▶ **Problema escrito 1**:
En el fragmento del texto extraído que empieza con las palabras "La publicación de los" y termina con "revertir la tendencia.", reemplaza "desafío" por "reto" y escribe de nuevo ese fragmento completo.
▶ **Problema escrito 2**:
Extiende el texto extraído sobre las cifras de pobreza, continuando a partir de su última oración.

▶ **Texto extraído**:
▬▬▬

La máscara caída

La publicación de los datos oficiales de pobreza consolida el mentís a los supuestos logros de la “década ganada”. El desafío es revertir la tendencia.

La máscara caída

La máscara estadística de la “década ganada” se cayó definitivamente. Nadie creía en las mentiras que desde enero de 2007 propalaba el Instituto Nacional de Estadística y Censos (Indec), al que el entonces presidente Néstor Kirchner había mandado al prepotente secretario de Comercio, Guillermo Moreno, con órdenes de empezar a publicar datos a gusto del patrón y, más tarde, de la patrona.

Primero, de urgencia, fueron los de inflación, cuya falsedad fue contaminando todo el sistema estadístico nacional: el nivel de actividad y el crecimiento de la economía, el poder adquisitivo de los salarios y las estadísticas sociales, incluida las de pobreza.

En octubre de 2013, el IndeK marcó que la tasa de pobreza en la Argentina (que en abril de 2002, el peor momento de la crisis tras el estallido de diciembre de 2001, había llegado al 54%) era de 4,7%.

Tal vez por pudor, el entonces ministro de Economía, Axel Kicillof, decidió discontinuar la publicación de cifras tan obviamente falsas sobre la pobreza, que hasta pocos años antes, cuando lideraba un centro de estudiantes, había considerado el Talón de Aquiles del “modelo” iniciado en 2003.

Esas cifras, sin embargo, fueron citadas por la entonces presidenta Cristina Fernández de Kirchner en junio de 2015, en Roma, en una reunión de la FAO, la organización de Naciones Unidas sobre Alimentación y Agricultura, cuando se jactó de que las gestiones K habían reducido la incidencia de la pobreza a menos del 5% y que la de la indigencia apenas superaba el 1 por ciento.

La incredulidad ante semejantes datos, difíciles de empardar hasta para los países escandinavos, no amedrentó al entonces jefe de Gabinete, Aníbal Fernández, quien remachó que la Argentina, sí señor, tenía menos pobres que Alemania, el país más rico de la Unión Europea.

Se sabía que era falso; lo explicaban con claridad distintos estudios y profesionales; bastaba con caminar cualquier lugar de la Argentina para saberlo. La novedad, la semana pasada, fue que el propio Indec volvió a publicar los datos de pobreza, ya sin maquillaje: 32,2%. Esto es, uno de cada tres argentinos es pobre. Y uno de cada cinco pobres (6,3% de la población total) es indigente. Y uno de cada dos niños argentinos es pobre, porque la pobreza tiene su propia dinámica y sociología.

▬▬▬

▶ **Registros extraídos**:
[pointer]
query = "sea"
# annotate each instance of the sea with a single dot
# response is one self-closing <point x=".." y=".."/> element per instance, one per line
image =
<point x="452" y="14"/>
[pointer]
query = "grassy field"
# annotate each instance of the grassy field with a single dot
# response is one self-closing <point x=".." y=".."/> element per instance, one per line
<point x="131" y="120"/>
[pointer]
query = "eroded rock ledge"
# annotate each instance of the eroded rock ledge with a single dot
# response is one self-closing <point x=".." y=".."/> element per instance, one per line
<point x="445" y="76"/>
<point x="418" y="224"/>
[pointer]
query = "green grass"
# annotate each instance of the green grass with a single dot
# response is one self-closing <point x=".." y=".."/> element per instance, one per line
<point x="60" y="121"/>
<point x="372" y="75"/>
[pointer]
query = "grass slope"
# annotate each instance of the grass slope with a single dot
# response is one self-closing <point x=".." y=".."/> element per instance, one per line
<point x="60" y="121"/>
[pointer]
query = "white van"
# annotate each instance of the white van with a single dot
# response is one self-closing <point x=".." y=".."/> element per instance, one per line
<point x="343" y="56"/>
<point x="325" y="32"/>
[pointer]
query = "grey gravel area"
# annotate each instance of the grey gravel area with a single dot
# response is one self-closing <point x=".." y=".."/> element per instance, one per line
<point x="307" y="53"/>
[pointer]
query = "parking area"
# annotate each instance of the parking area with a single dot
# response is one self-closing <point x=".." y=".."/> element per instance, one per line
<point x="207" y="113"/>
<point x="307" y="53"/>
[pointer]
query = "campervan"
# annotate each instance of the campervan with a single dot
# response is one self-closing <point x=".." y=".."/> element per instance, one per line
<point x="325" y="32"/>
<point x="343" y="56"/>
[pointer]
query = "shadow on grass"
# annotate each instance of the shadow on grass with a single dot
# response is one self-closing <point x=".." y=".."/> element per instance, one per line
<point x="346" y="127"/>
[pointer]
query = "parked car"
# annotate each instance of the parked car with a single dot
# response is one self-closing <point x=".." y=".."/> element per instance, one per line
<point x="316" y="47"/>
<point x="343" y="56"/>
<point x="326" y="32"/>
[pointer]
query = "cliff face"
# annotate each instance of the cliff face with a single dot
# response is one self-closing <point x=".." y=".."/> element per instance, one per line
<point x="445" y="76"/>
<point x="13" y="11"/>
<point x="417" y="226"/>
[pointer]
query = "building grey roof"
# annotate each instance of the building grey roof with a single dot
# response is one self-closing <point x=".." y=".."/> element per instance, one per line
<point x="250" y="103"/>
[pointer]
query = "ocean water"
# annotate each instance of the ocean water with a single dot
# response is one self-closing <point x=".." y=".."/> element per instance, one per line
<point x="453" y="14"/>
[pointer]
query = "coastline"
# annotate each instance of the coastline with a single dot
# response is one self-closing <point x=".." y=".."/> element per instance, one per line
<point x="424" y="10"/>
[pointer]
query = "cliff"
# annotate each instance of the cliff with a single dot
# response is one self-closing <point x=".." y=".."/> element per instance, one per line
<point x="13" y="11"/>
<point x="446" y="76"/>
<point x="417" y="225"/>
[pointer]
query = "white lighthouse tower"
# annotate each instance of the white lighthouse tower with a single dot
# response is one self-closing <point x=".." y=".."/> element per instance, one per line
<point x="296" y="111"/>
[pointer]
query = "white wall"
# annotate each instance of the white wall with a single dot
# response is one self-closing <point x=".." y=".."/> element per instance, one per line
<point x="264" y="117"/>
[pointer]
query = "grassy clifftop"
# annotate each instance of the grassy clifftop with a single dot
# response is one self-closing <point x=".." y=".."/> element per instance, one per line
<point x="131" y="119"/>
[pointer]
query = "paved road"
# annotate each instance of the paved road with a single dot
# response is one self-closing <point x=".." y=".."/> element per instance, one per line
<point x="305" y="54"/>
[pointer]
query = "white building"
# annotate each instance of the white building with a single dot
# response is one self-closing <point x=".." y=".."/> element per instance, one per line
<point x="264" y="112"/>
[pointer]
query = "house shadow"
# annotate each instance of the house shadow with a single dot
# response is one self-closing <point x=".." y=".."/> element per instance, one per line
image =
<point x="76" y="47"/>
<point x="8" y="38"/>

▬▬▬

▶ **Respuesta 1**:
La publicación de los datos oficiales de pobreza consolida el mentís a los supuestos logros de la “década ganada”. El reto es revertir la tendencia.

▶ **Respuesta 2**:
Si se toman los datos de 2006, antes del falseamiento estadístico deliberado y sistemático en nombre del “Relato”, el saldo es que en el último decenio en la Argentina la tasa de pobreza aumentó en 6,7 puntos porcentuales, de 25,5 a 32,2%.

En el mismo período, según extrajo de datos oficiales y de la Cepal la consultora Invecq, la tasa de pobreza en Chile se redujo de 29,1 a 11,7%, la de Colombia de 45 a 27,8%, la de Uruguay de 32,5 a 9,7%, la de Perú de 49,2 a 21,8%, la de Bolivia de 59,6 a 38,6%, la de Paraguay de 44 a 22,2%.

También Brasil, más allá de la actual recesión económica y de los escándalos que terminaron opacando los gobiernos del PT, redujo fuertemente su tasa de pobreza y llegó a sumar a la clase media, en el mejor momento de la gestión de Lula da Silva, nada menos que 30 millones de brasileños que antes eran pobres.

Es cierto, la recesión económica (que venía de 2014, fue parcialmente anestesiada en 2015 y se acentuó en 2016) y el salto inflacionario de este año sumaron más de un millón de personas más por debajo del “umbral” que define la pobreza en función del nivel de ingresos. Para empezar a revertir esa situación, el Gobierno debe consolidar la baja de la inflación y los amagos de reactivación que se insinuaron en algunos sectores en los últimos meses.

Una de las novedades recientes es que ahora piensa sumar, a la política de dureza monetaria y relativa blandura fiscal, una mesa negociadora, un “pacto social”, que evite que los modestos logros en el frente de los precios no se desbarranquen por la angurria de los sectores empresarios tocados por la varita de la reactivación o la mera estacionalidad de demanda (por caso, los rubros gastronómico y hotelero durante el verano) o por la eventual decisión sindical, llegada las paritarias salariales, de aferrarse más a los índices de 2016 que a las expectativas de 2017, año en el que el Gobierno, según ya explicitó en el presupuesto, quiere que la inflación no supere el 17 por ciento.

Si ese trabajo lo tiene que hacer sólo el Banco Central, la tarea será durísima y la conflictividad social irá en aumento, en un año electoral. Es lo que debe evitar el Gobierno si quiere llegar bien a 2019. Y es lo que más ansían los restos del kirchnerismo.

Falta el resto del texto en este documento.